= DOCUMENT SEGMENT =

* * * * * * *

Remix.run Logo
mittermayr 3 hours ago

I fully agree. It makes no sense. Yet...

The only guesses I'm having is that we originally generated UUIDv4s on a user's phone before sending it to the database, and the UUID generated this morning that collided was created on an Ubuntu server.

I don't fully know how UUIDv4s are generated and what (if anything) about the machine it's being generated on is part of the algorithm, but that's really the only change I can think of, that it used to generated on-device by users, and for many months now, has moved to being generated on server.

AntiUSAbah 2 hours ago | parent | next [-]

You let users generate a UUID?

To be honest, the chance that you are doing something weird is probably higher than you experiencing a real UUID conflict.

How did your database 'flag' that conflict?

* * * * * * *

= INFORMATION SHOWN =
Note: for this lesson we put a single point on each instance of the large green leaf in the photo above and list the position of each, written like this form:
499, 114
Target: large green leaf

* * * * * * *

= STATED PROBLEM 1 =
Answer these questions about the UUID collision thread:
(a) Where were the UUIDv4s generated originally?
(b) What kind of machine created the UUID that collided this morning?
(c) According to the reply, what is probably more likely than a real UUID conflict?
= STATED PROBLEM 2 =
Extend the UUID collision thread, picking up after its final line.

= TASK ANSWER 1 =
(a) On a user's phone, before being sent to the database.
(b) An Ubuntu server.
(c) That the poster is doing something weird.

= TASK ANSWER 2 =
mittermayr 2 hours ago | parent [-]

user-generated (as in: on the user's phone) was only at the very early stages of this product, and we've since moved to on-server. It's a cash-register type of app, where the same invoice must not be stored twice. So we used to generate a fresh invoice_id (uuidv4) on the user's device for each new invoice, and a double-send of that would automatically be flagged server-side (same id twice). This has since moved on to a server-only mechanism.

The database flagged it simply by having a UNIQUE key on the invoice_id column. First entry was from 2025, second entry from today.

stubish 3 hours ago | parent | prev | next [-]

The UUIDv4 collision is statistically extremely unlikely. What is more likely is both systems used the same seed. This might be just a handful of bytes, increasing the chance of collision to one in billions or even millions.

lazyjones 42 minutes ago | parent | prev [-]

Better check what crypto.js is actually doing in your exact setup. Weak polyfills exist...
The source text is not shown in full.